##### Reading passage

Adventures in Chinese slate: In which I find myself intimately engaged with the harbor freight of slate. :(
When I was preparing to move here I started trying to collect building materials in earnest. I was looking around for roofing tiles and ran across a pile of roofing slate for sale for $400.00 I was intrigued and called around about slate roofing prices to see if it was a good deal. It sure seemed like a super good deal. The guy said the slate was originally from China, was left over from a large job, and had to be gone by the next day. Our land partner at the time went and picked it up in his ford pickup with a rented flatbed trailer. The trailer brakes weren't working on the trailer and he had to navigate rush hour bay area traffic with 8000 pounds of slate. When I talked to him on his way back to ask him how it was going he said... "well, you couldn't drive a pin up my ass with a sledgehammer right now!". Lesson number one: slate is heavy and trailer brakes were invented for a reason. Later, the truck overheated on the way up the hill with half that amount of slate.
When the slate was unloaded we sorted out all the cracked and broken pieces. I got a copy of the slate roof bible which has all the necessary tables for calculating coverage and I figured I had almost 10 squares (a square is 100 square feet of coverage when all the tiles are overlapped properly). We framed up a building a couple years later with plans to put the slates on it. We milled the wood and built the structure to support a slate roof with full 2x8 rafters and a 1 inch deck (probably overbuilt).
I did all the necessary research and planning bought some slaters brackets, a slaters hammer, and a slate cutter. I had to move all the slate again to get it to the building site and in doing so (now knowing slightly more about slate and getting down to the nitty gritty) I tested every slate by ringing it which means I tapped it to see if it sounded dull (cracked) or bright. I guess in being shipped from China- then moved to the distributor--- then to the job site----- then to where it was stored afterward------- then to our friends garage--------- and then here-----------, a few slates broke. I re-calculated and found that my original estimate was off anyway and that with the broken slates out of the picture I was in the neighborhood of 5.5 squares and I need 6.66 squares for my roof! After going through the stages of loss or whatever its called... anger, denial, grief etc.... I reached a state of annoyed acceptance. Oh well, live and learn. I would just have to put this slate on a smaller building. So I moved it again. Lesson two: Slate is still heavy and an accurate estimate of coverage and quality would be in order. (and its hard to pull your hair out when you have dreadlocks ((is that good?)) )
It was time to move the slate to the smaller building and whip that out! In moving the slate again, more broken pieces showed up. Moving was done pretty careful this time, so many of these must have been missed in the last move or were just really weak to start with. No matter, the new roof was under 250 sq ft and I had 5.5 squares so I could afford to be picky. I began planning my roof.
I decide to go with a blue belly lizard theme because the lizards hang out around that building a lot and are kind of a mascot around here. I took some close ups of lizards and tried to draw up a pattern that would be something like a stylized lizard scale pattern. It sort of worked in that regard and whether it conjures up that image in people, it certainly looks awesome. Each slate had to be cut to pretty exact dimensions because the pattern relies on the row above aligning exactly with the one below. This was a lot of work. Lesson Three: It takes a long time to cut slates into exact dimensions and fancy shapes. (especially when they are a varying quality and thickness.

##########

**What is expected:**
Copy the stretch of the slate roofing account starting with "It was time" and going on through "planning my roof.", word for word.

##### Data entries

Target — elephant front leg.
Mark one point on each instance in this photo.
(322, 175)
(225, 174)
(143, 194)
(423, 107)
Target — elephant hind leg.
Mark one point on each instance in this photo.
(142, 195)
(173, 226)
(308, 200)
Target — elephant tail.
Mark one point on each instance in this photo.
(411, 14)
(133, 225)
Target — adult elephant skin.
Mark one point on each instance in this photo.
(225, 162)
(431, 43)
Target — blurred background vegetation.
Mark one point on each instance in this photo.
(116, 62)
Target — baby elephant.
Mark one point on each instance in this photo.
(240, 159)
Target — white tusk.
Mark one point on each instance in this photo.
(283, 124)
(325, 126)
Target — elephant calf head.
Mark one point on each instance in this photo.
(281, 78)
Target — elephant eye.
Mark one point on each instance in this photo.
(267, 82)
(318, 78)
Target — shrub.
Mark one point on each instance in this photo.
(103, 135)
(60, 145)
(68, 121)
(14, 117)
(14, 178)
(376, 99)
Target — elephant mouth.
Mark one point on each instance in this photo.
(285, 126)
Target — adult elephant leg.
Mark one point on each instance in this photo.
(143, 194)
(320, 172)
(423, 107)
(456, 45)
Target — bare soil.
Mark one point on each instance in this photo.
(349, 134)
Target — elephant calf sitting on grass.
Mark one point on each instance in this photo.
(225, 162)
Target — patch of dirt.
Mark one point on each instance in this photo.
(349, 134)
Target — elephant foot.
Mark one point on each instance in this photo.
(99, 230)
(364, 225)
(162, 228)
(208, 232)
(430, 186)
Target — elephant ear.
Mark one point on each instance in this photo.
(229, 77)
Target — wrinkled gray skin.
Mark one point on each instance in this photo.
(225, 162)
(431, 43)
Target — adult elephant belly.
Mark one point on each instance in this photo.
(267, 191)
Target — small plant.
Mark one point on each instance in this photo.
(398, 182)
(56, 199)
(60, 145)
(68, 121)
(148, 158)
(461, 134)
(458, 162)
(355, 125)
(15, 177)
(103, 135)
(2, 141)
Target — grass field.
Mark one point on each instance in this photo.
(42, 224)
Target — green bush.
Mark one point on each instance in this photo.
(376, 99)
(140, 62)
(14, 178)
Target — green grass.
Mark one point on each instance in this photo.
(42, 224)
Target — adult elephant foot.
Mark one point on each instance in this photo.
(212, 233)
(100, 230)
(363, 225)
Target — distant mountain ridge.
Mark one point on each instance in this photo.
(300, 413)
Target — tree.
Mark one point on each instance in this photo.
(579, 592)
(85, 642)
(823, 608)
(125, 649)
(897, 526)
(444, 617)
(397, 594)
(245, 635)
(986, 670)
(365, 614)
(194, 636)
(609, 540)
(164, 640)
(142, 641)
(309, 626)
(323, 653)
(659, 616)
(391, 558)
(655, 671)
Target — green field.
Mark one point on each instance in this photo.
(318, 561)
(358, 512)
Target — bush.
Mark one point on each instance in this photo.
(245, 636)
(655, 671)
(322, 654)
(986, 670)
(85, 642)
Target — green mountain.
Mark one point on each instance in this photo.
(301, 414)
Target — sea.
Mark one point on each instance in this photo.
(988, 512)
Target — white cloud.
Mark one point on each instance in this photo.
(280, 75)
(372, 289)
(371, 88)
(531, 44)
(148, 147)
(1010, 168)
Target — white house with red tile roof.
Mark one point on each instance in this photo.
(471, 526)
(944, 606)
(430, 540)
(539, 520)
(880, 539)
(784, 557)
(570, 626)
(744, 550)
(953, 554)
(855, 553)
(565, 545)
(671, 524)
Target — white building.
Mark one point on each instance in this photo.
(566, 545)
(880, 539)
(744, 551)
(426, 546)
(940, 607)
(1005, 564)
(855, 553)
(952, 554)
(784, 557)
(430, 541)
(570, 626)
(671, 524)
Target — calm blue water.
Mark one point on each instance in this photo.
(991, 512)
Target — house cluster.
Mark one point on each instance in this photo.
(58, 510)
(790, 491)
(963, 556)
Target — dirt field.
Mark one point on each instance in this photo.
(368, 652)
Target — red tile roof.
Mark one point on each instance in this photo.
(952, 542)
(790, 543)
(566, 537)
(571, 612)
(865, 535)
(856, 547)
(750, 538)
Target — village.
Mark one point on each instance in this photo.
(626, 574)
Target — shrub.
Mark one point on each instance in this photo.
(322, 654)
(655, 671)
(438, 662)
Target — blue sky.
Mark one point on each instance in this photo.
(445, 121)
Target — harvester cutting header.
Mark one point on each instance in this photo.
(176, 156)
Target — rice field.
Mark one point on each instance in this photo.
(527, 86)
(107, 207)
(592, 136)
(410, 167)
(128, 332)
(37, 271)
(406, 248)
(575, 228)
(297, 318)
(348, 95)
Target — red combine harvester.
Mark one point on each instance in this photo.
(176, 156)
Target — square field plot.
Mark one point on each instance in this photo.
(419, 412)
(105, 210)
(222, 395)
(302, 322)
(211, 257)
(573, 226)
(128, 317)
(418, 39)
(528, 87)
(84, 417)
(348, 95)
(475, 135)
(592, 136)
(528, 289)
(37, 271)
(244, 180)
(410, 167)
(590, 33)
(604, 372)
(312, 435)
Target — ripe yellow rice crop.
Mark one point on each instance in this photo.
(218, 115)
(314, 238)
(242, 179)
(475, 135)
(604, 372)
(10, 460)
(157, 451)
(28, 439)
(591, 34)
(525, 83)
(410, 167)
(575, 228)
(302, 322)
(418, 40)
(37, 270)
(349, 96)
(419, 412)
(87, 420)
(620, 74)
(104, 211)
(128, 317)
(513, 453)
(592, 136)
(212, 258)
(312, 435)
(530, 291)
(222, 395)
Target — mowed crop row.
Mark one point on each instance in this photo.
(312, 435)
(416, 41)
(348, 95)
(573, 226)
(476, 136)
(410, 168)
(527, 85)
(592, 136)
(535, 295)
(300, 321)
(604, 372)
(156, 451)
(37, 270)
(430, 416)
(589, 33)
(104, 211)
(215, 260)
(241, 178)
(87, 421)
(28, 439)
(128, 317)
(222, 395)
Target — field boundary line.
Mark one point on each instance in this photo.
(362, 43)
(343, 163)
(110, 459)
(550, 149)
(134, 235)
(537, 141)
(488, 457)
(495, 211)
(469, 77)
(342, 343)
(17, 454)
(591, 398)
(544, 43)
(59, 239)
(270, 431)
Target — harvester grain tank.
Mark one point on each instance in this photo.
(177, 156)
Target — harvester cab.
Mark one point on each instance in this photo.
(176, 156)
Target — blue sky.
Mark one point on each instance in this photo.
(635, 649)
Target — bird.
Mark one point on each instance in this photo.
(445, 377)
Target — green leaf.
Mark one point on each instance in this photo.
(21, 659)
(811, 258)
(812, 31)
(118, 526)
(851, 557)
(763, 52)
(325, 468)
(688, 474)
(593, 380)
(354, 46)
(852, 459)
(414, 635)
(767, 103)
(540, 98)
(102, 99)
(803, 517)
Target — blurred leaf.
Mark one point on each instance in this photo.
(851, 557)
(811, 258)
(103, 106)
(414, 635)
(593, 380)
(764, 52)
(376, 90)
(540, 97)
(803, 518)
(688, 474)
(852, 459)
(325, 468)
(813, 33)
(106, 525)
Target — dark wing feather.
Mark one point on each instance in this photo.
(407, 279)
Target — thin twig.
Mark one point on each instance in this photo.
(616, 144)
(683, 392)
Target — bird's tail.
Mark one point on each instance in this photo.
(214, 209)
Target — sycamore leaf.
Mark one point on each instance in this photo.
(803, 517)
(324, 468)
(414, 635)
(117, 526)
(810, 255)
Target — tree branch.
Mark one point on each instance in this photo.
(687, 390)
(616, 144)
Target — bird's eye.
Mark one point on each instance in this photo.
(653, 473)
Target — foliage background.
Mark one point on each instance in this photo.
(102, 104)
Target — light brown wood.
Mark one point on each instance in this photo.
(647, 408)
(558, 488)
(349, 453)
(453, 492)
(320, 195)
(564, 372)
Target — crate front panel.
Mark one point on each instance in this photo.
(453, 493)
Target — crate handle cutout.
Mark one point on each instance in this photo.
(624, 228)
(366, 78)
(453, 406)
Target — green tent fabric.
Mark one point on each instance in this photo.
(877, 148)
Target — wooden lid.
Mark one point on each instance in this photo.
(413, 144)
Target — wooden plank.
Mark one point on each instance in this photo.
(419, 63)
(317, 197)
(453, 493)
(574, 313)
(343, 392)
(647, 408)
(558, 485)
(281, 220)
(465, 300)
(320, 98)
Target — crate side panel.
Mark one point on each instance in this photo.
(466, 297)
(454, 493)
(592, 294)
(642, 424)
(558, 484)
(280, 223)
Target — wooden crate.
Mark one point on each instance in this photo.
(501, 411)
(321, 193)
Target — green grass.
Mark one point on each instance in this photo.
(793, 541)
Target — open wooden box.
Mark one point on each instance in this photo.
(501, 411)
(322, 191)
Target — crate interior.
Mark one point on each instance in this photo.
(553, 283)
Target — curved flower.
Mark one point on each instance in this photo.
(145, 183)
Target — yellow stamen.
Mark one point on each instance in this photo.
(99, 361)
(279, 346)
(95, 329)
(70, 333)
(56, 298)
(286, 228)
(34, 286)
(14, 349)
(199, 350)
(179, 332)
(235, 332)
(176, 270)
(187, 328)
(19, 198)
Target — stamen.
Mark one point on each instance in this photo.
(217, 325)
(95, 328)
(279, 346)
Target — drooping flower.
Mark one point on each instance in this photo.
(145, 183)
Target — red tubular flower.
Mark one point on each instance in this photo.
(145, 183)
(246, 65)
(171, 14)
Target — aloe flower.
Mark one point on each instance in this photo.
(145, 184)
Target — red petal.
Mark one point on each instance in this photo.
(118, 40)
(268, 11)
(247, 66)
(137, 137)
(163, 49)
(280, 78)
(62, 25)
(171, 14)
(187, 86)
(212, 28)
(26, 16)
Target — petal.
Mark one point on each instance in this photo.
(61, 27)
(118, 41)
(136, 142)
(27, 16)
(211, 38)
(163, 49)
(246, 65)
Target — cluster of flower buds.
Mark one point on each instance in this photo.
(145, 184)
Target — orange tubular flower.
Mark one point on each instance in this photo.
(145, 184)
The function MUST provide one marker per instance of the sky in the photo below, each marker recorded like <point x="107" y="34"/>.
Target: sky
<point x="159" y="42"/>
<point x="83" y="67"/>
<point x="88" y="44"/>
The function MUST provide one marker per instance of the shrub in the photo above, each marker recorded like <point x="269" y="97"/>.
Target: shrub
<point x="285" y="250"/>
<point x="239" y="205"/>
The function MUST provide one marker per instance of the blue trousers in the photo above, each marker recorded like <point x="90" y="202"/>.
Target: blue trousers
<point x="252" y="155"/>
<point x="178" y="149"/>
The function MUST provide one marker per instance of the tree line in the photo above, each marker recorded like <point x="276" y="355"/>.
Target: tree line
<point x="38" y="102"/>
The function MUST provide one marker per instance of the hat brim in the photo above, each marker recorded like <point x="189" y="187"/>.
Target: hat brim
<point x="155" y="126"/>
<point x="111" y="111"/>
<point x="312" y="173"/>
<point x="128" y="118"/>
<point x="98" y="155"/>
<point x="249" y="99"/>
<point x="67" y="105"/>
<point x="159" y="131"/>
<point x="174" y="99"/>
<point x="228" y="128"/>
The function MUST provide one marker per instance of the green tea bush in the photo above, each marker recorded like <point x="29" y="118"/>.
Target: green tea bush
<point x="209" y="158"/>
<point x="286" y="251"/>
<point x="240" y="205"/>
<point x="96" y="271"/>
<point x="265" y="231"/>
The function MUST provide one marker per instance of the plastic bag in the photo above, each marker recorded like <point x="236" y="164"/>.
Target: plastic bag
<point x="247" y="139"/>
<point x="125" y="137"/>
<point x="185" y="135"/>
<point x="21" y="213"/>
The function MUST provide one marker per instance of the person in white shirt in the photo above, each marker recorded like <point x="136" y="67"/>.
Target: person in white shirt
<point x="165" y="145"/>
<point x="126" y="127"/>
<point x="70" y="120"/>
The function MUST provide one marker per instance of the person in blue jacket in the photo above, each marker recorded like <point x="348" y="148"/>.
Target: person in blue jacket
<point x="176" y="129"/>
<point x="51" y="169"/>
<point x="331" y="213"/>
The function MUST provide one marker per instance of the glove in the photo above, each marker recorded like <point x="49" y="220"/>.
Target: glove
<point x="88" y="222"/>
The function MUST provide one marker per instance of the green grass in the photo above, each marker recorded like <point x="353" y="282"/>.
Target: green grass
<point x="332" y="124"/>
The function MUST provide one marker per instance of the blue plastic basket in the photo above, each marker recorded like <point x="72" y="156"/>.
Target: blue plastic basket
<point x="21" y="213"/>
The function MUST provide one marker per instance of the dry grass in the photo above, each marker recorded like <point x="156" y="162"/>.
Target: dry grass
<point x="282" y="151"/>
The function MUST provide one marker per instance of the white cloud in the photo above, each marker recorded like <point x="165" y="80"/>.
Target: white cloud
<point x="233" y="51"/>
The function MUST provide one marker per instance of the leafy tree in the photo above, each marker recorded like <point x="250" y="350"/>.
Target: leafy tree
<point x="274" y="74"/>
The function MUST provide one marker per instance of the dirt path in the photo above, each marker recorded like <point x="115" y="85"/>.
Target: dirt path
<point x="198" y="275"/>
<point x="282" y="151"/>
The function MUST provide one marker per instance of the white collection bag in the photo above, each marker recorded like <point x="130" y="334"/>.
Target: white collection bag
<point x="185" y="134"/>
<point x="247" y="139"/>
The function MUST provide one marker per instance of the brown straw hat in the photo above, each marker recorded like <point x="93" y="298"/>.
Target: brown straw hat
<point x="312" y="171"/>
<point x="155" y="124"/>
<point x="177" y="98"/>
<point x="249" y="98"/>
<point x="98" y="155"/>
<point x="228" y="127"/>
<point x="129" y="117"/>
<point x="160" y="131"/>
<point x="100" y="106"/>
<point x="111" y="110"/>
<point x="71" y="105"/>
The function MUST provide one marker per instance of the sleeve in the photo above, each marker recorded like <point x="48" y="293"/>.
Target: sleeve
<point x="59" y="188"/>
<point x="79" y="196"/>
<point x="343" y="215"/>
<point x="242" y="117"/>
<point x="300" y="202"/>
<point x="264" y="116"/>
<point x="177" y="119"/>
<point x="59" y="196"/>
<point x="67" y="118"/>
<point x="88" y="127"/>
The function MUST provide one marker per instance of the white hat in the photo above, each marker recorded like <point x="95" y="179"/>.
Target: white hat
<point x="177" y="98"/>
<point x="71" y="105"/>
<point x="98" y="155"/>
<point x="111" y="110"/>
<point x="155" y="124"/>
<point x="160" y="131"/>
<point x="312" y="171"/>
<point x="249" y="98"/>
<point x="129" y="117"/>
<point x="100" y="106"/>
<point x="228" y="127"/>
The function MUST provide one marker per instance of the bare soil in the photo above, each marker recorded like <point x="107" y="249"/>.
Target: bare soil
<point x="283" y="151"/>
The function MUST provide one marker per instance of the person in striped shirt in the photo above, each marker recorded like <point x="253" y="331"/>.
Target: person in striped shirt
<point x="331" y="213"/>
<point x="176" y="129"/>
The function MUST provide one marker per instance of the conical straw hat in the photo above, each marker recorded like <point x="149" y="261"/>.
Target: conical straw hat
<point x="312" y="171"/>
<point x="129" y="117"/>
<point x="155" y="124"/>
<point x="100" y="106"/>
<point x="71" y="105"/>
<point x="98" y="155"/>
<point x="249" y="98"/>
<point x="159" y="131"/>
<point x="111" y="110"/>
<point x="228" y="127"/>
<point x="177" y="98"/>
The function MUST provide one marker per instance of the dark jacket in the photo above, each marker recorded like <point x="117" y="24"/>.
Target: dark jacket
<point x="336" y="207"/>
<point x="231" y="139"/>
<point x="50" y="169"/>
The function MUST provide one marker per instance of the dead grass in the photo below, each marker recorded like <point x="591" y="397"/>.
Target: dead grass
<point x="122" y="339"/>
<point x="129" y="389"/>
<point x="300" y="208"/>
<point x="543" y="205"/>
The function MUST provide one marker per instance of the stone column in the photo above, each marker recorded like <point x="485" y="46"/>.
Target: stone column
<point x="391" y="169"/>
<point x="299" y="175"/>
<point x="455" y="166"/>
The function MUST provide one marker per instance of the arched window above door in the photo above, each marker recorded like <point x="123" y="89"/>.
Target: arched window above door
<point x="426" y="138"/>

##########

**Answer:**
It was time to move the slate to the smaller building and whip that out! In moving the slate again, more broken pieces showed up. Moving was done pretty careful this time, so many of these must have been missed in the last move or were just really weak to start with. No matter, the new roof was under 250 sq ft and I had 5.5 squares so I could afford to be picky. I began planning my roof.